-- begin Task material --

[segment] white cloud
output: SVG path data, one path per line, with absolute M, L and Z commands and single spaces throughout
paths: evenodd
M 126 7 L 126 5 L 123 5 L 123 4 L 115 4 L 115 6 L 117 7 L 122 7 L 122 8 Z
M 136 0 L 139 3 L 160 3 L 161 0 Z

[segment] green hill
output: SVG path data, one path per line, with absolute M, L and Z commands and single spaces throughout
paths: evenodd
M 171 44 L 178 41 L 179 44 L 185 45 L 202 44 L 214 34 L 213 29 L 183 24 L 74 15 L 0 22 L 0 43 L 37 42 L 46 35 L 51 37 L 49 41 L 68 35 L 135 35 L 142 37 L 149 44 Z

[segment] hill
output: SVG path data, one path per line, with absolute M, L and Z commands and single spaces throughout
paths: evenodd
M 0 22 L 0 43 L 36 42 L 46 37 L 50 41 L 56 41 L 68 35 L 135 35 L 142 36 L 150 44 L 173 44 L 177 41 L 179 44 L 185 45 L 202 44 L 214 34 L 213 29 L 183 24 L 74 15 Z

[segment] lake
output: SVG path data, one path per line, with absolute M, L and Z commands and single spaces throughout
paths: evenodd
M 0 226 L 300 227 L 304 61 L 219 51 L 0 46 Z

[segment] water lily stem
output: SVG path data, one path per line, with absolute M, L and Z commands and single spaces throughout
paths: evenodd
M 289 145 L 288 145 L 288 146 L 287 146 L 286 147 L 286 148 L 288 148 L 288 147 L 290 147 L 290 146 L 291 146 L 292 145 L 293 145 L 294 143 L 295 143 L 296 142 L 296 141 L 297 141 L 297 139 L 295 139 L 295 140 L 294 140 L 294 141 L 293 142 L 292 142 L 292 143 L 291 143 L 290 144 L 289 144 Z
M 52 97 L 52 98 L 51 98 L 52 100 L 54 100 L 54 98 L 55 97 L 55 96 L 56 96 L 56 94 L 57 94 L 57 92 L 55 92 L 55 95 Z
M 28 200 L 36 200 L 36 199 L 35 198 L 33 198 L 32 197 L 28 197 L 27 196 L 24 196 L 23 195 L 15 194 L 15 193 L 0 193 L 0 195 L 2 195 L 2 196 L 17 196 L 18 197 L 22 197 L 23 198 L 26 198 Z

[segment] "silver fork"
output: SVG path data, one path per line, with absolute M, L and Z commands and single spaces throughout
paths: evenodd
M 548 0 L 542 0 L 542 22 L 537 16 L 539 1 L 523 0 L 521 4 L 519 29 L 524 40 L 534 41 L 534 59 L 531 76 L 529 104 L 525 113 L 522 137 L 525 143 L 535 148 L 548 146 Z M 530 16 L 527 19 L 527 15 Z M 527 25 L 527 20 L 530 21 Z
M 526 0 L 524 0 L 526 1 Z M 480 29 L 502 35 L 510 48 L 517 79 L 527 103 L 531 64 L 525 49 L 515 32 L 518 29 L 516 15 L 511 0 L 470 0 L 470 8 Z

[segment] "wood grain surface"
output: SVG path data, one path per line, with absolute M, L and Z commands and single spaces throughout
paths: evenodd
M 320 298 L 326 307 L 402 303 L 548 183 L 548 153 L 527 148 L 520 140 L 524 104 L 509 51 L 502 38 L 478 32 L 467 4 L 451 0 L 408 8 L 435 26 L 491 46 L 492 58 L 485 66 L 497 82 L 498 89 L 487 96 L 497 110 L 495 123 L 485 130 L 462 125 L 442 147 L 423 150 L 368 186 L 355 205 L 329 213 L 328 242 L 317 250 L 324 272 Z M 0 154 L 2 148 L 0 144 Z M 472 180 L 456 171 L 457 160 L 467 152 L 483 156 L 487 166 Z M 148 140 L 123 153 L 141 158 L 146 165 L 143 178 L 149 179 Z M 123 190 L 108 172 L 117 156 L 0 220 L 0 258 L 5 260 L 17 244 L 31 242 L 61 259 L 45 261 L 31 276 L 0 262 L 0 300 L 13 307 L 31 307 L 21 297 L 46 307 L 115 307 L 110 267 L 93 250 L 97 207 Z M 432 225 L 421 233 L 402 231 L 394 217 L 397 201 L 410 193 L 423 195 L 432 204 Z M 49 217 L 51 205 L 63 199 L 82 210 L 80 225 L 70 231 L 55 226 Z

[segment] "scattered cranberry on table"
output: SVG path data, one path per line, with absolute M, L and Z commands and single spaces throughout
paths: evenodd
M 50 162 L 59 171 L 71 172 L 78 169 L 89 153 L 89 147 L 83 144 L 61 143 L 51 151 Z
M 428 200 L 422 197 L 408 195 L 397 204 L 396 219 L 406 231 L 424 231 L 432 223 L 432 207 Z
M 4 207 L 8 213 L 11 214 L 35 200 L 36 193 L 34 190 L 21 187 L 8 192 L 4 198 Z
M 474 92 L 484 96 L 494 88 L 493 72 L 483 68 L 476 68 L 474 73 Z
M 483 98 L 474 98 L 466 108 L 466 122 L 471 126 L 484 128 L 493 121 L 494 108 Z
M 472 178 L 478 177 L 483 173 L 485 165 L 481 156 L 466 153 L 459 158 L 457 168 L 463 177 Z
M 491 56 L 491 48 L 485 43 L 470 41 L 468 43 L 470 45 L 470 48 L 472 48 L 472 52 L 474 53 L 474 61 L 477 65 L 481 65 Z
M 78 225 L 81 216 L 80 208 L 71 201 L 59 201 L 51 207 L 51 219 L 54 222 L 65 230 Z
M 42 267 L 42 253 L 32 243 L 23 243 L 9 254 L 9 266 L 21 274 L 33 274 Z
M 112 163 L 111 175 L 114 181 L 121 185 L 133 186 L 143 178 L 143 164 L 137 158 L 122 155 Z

-- end Task material --

* _Given task_: Please format every entry above as a two-column CSV with the header instruction,answer. Give one row per entry, with the entry's full text and its answer each in a single quoted field and every line break replaced by a space.

* _Reply to the exercise_:
instruction,answer
"[segment] white cloud output: SVG path data, one path per line, with absolute M, L and Z commands and single spaces throughout paths: evenodd","M 126 7 L 126 5 L 123 5 L 123 4 L 115 4 L 115 6 L 117 7 L 122 7 L 122 8 Z M 136 0 L 139 3 L 160 3 L 161 0 Z"
"[segment] green hill output: SVG path data, one path per line, with absolute M, L and Z commands and single spaces throughout paths: evenodd","M 171 44 L 178 41 L 179 44 L 185 45 L 202 44 L 214 34 L 213 29 L 183 24 L 74 15 L 0 22 L 0 43 L 37 42 L 46 35 L 51 37 L 49 41 L 68 35 L 135 35 L 142 37 L 149 44 Z"
"[segment] hill output: SVG path data, one path per line, with absolute M, L and Z commands and single spaces throughout paths: evenodd","M 0 22 L 0 43 L 36 42 L 46 37 L 50 41 L 56 41 L 68 35 L 135 35 L 142 36 L 150 44 L 173 44 L 177 41 L 179 44 L 185 45 L 202 44 L 214 34 L 213 29 L 183 24 L 74 15 Z"
"[segment] lake output: SVG path data, one path per line, with absolute M, L and Z commands and single spaces throughout paths: evenodd","M 0 226 L 300 227 L 304 61 L 219 51 L 0 46 Z"
"[segment] water lily stem output: SVG path data, one path per line, with absolute M, L and Z commands and single spaces throughout paths: evenodd","M 289 145 L 288 145 L 288 146 L 287 146 L 286 147 L 286 148 L 288 148 L 288 147 L 290 147 L 290 146 L 291 146 L 292 145 L 293 145 L 294 143 L 295 143 L 296 142 L 296 141 L 297 141 L 297 139 L 295 139 L 295 140 L 294 140 L 294 141 L 293 142 L 292 142 L 292 143 L 291 143 L 290 144 L 289 144 Z M 52 97 L 52 98 L 51 98 L 52 100 L 54 100 L 54 98 L 55 97 L 55 96 L 56 96 L 56 94 L 57 94 L 57 92 L 55 92 L 55 95 Z M 28 200 L 36 200 L 36 199 L 35 198 L 33 198 L 32 197 L 28 197 L 27 196 L 24 196 L 23 195 L 15 194 L 15 193 L 0 193 L 0 195 L 2 195 L 2 196 L 17 196 L 18 197 L 22 197 L 23 198 L 26 198 Z"
"[segment] ""silver fork"" output: SVG path data, one path per line, with absolute M, L and Z commands and single spaces throughout paths: evenodd","M 548 0 L 542 0 L 542 22 L 537 16 L 539 1 L 523 0 L 521 4 L 519 29 L 524 40 L 534 41 L 534 59 L 531 76 L 529 104 L 525 113 L 522 137 L 525 143 L 535 148 L 548 146 Z M 530 16 L 527 19 L 527 15 Z M 527 25 L 527 20 L 530 21 Z M 526 0 L 524 0 L 526 1 Z M 480 29 L 502 35 L 510 48 L 517 79 L 527 103 L 531 64 L 525 49 L 515 32 L 518 29 L 516 15 L 511 0 L 470 0 L 470 8 Z"
"[segment] ""wood grain surface"" output: SVG path data, one path per line, with absolute M, L and Z commands and single spaces throughout paths: evenodd","M 320 298 L 326 307 L 402 303 L 548 183 L 548 153 L 527 148 L 520 140 L 524 104 L 509 51 L 502 38 L 478 32 L 467 4 L 451 0 L 408 8 L 435 26 L 491 46 L 492 58 L 485 66 L 497 82 L 498 89 L 487 96 L 497 110 L 495 123 L 485 130 L 462 125 L 442 147 L 423 150 L 368 186 L 355 205 L 329 213 L 328 242 L 317 250 L 324 272 Z M 0 154 L 2 148 L 0 144 Z M 472 180 L 456 171 L 457 160 L 467 152 L 483 156 L 487 166 Z M 148 140 L 123 153 L 141 158 L 146 165 L 143 178 L 149 179 Z M 123 190 L 108 172 L 117 156 L 0 220 L 0 258 L 5 260 L 17 244 L 31 242 L 61 259 L 45 261 L 31 276 L 0 262 L 0 300 L 13 307 L 31 307 L 21 297 L 46 307 L 115 307 L 110 267 L 93 250 L 97 207 Z M 432 225 L 421 233 L 402 231 L 394 217 L 397 201 L 410 193 L 423 195 L 432 204 Z M 49 217 L 51 205 L 63 199 L 82 210 L 80 225 L 70 231 L 55 226 Z"
"[segment] ""scattered cranberry on table"" output: SVG path data, one path per line, with absolute M, L and Z commands and single spaces throughout paths: evenodd","M 50 162 L 59 171 L 71 172 L 78 169 L 89 153 L 89 147 L 83 144 L 61 143 L 51 151 Z M 428 200 L 422 197 L 408 195 L 397 204 L 396 219 L 406 231 L 424 231 L 432 223 L 432 207 Z M 4 207 L 8 213 L 11 214 L 35 200 L 36 193 L 34 190 L 21 187 L 8 192 L 4 198 Z M 474 92 L 484 96 L 494 88 L 493 72 L 483 68 L 476 68 L 474 73 Z M 483 98 L 474 98 L 466 108 L 466 122 L 471 126 L 484 128 L 493 121 L 494 108 Z M 472 178 L 478 177 L 483 173 L 485 165 L 481 156 L 466 153 L 459 158 L 457 168 L 463 177 Z M 491 56 L 491 48 L 485 43 L 470 41 L 468 43 L 470 45 L 470 48 L 472 48 L 472 52 L 474 53 L 474 61 L 477 65 L 481 65 Z M 78 225 L 81 216 L 80 208 L 71 201 L 59 201 L 51 207 L 51 219 L 54 222 L 65 230 Z M 42 267 L 42 253 L 32 243 L 23 243 L 9 254 L 9 266 L 21 274 L 33 274 Z M 112 163 L 111 175 L 114 181 L 121 185 L 133 186 L 143 178 L 143 164 L 137 158 L 122 155 Z"